TASK INPUT —

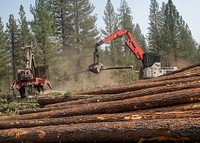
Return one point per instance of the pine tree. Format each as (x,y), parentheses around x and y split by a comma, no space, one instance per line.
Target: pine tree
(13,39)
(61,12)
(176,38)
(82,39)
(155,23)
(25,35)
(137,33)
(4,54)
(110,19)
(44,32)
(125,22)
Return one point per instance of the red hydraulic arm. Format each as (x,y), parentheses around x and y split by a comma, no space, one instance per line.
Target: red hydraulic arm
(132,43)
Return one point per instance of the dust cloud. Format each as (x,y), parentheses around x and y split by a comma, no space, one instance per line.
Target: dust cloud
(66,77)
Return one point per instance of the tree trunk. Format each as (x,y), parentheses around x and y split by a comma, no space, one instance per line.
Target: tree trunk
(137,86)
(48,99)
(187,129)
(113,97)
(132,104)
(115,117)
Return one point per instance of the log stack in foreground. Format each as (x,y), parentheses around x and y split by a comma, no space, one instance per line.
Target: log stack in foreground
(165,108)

---

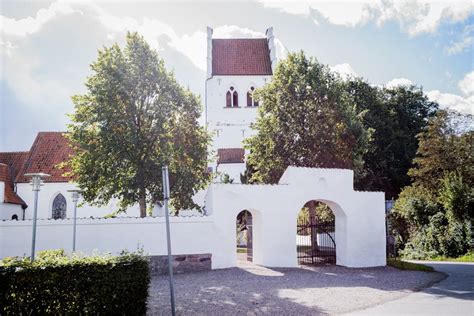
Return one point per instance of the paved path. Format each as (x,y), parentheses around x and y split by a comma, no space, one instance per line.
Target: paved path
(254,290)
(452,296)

REQUEST — Pull out every line in the items above that contains the word "paved", and copy each line in full.

ANSWER BELOW —
Return one point per instance of the paved path. Format each as (x,y), parentheses around x and y split by a comma, no space, one instance per line.
Target: paved path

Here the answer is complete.